## Your task
Restate exactly, please, each line of the listing from the one with "Where can you spot the seagull?" to the last, including both.

## Input material
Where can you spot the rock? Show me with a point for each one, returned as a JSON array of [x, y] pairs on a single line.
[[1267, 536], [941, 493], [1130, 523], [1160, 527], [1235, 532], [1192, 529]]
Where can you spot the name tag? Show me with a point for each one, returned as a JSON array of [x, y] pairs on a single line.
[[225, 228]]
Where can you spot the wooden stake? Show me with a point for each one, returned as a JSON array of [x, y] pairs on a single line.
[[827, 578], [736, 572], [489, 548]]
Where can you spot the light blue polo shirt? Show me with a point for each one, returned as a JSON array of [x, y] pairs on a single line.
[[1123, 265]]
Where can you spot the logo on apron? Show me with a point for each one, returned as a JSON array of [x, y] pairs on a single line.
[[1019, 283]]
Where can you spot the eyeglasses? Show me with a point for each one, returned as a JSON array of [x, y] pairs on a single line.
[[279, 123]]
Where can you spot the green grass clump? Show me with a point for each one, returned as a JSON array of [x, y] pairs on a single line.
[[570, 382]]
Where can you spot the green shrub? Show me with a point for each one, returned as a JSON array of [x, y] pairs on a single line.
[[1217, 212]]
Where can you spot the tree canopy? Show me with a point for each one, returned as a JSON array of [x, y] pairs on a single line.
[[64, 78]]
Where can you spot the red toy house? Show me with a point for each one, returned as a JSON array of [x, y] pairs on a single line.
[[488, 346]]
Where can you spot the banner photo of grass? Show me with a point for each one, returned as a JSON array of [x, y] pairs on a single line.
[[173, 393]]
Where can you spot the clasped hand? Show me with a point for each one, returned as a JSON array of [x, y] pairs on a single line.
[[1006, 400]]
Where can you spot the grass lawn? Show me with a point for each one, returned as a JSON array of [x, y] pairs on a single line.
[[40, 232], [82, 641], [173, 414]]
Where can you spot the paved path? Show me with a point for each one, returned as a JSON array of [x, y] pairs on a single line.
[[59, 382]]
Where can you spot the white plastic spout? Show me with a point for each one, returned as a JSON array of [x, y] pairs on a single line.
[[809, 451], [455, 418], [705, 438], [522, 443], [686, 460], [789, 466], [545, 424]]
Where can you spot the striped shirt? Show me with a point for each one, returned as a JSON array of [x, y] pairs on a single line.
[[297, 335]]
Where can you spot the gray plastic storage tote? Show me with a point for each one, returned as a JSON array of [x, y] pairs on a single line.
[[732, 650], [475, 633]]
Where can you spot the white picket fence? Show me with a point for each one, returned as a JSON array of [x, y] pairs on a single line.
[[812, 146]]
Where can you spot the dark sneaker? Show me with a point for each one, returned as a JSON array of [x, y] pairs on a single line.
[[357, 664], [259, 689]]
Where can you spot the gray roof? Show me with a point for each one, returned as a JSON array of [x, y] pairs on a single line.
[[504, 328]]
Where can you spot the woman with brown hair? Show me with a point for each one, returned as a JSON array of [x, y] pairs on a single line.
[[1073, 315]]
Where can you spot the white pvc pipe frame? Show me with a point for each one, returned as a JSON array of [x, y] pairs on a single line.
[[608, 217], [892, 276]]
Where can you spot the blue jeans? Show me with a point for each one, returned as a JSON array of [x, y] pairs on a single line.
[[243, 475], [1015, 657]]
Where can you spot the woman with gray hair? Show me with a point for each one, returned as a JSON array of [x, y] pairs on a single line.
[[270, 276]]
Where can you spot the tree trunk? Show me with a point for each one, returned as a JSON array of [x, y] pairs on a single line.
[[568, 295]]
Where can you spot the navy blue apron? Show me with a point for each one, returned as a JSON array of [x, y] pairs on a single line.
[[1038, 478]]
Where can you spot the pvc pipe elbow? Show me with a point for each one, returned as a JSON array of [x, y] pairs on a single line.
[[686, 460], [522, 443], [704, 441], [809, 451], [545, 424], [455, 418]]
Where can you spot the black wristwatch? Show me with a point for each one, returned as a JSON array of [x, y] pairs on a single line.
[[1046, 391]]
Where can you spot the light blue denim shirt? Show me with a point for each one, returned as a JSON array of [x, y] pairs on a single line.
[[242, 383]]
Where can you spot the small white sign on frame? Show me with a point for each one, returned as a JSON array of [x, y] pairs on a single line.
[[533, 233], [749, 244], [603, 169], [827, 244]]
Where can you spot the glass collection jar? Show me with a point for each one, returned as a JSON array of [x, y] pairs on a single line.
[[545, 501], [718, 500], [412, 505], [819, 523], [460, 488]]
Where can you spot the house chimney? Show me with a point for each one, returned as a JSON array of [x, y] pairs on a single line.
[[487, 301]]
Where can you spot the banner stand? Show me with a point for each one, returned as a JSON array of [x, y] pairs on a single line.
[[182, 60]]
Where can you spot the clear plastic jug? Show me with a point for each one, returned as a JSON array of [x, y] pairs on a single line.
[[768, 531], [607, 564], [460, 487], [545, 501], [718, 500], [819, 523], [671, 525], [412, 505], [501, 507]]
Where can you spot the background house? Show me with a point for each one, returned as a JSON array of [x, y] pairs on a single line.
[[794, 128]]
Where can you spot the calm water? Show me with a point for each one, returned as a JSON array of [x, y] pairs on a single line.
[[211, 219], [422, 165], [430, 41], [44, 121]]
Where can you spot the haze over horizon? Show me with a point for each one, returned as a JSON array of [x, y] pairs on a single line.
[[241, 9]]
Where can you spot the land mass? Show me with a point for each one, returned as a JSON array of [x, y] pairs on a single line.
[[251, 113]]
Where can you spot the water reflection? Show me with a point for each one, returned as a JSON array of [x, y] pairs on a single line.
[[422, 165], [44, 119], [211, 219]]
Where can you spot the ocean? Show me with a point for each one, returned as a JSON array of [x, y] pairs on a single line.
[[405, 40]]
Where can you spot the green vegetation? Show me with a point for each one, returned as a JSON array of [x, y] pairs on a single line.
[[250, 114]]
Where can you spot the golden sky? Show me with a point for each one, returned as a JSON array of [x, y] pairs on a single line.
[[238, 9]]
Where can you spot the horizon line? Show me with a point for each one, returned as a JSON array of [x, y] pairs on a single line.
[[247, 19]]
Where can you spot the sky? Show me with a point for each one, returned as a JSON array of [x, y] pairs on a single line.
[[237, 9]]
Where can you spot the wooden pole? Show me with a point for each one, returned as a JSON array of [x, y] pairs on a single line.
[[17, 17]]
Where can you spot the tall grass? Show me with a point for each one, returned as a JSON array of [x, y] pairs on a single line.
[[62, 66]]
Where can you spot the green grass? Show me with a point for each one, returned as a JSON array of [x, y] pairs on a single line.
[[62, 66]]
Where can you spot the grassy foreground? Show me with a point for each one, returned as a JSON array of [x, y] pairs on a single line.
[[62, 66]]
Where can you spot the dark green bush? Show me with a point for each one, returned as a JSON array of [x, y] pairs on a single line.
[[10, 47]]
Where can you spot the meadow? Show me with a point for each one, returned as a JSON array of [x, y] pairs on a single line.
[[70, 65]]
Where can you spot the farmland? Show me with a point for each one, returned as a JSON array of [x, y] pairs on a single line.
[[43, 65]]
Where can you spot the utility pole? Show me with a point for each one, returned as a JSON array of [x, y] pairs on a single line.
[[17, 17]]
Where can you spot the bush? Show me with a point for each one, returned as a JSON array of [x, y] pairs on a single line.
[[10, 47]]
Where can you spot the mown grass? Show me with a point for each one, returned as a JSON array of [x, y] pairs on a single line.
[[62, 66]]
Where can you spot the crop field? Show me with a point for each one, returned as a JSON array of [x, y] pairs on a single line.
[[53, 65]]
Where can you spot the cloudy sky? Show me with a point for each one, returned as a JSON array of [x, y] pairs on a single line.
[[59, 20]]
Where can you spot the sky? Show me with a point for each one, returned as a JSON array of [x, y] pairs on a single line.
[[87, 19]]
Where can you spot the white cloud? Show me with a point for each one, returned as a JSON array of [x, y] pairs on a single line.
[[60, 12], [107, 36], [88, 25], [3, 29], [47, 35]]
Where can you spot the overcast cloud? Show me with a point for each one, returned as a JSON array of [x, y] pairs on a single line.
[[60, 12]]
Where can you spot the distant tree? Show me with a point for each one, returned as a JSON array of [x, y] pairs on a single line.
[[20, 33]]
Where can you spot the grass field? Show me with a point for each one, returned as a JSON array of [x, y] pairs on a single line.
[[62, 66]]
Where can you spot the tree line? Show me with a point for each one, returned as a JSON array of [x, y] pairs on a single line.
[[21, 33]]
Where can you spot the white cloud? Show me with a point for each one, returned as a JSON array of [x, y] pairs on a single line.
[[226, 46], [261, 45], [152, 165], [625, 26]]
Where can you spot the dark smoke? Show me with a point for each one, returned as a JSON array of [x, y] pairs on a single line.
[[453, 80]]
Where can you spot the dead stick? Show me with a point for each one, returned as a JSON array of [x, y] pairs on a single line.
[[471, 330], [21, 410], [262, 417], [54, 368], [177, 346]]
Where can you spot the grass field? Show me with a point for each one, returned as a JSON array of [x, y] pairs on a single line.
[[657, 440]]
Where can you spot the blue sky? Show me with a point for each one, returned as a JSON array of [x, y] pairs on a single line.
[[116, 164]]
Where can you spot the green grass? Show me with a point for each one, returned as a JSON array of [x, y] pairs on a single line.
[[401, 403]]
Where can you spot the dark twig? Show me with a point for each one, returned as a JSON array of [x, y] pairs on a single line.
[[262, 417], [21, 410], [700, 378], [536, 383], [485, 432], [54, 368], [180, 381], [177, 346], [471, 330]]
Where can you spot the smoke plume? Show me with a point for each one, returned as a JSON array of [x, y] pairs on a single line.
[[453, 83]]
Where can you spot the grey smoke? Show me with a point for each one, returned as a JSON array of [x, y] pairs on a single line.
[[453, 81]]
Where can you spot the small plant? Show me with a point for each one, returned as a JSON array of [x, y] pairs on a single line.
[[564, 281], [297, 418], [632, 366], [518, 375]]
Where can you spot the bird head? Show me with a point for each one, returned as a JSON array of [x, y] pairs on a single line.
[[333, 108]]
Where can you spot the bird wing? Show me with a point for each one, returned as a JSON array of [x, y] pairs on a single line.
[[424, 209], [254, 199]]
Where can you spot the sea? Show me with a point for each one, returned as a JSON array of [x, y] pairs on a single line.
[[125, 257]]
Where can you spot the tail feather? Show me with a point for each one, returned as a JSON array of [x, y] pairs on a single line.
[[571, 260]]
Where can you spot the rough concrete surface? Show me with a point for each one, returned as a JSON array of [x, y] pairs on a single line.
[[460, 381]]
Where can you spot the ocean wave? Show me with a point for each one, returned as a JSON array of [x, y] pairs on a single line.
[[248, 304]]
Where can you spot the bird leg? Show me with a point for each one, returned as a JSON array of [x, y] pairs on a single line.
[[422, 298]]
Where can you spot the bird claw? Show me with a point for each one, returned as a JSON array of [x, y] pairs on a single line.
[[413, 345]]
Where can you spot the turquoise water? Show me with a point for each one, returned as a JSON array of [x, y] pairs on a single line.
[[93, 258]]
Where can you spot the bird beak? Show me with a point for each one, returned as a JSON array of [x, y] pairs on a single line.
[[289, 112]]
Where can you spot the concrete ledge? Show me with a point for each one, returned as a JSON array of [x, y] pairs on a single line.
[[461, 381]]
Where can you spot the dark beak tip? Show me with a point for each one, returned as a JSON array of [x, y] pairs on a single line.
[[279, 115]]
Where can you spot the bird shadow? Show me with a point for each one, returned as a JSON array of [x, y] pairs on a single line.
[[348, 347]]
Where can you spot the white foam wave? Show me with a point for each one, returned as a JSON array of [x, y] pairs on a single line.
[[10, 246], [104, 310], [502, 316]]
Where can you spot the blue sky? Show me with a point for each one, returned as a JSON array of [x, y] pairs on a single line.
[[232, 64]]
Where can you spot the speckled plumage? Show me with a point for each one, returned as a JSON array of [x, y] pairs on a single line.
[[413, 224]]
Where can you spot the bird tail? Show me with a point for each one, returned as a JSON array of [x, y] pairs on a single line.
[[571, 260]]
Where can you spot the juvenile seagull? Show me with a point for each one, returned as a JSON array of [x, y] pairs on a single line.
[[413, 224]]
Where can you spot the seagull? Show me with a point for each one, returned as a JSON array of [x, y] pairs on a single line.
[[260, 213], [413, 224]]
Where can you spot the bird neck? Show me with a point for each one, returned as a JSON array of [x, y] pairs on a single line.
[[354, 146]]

## Written solution
Where can you spot the seagull? Show me with a point for each one, returned as a JSON array of [x, y] pairs on a single line.
[[260, 213], [413, 224]]
Where can you spot the bird neck? Show me with a point for each one, returned as a JSON array of [x, y] pairs on a single line.
[[354, 146]]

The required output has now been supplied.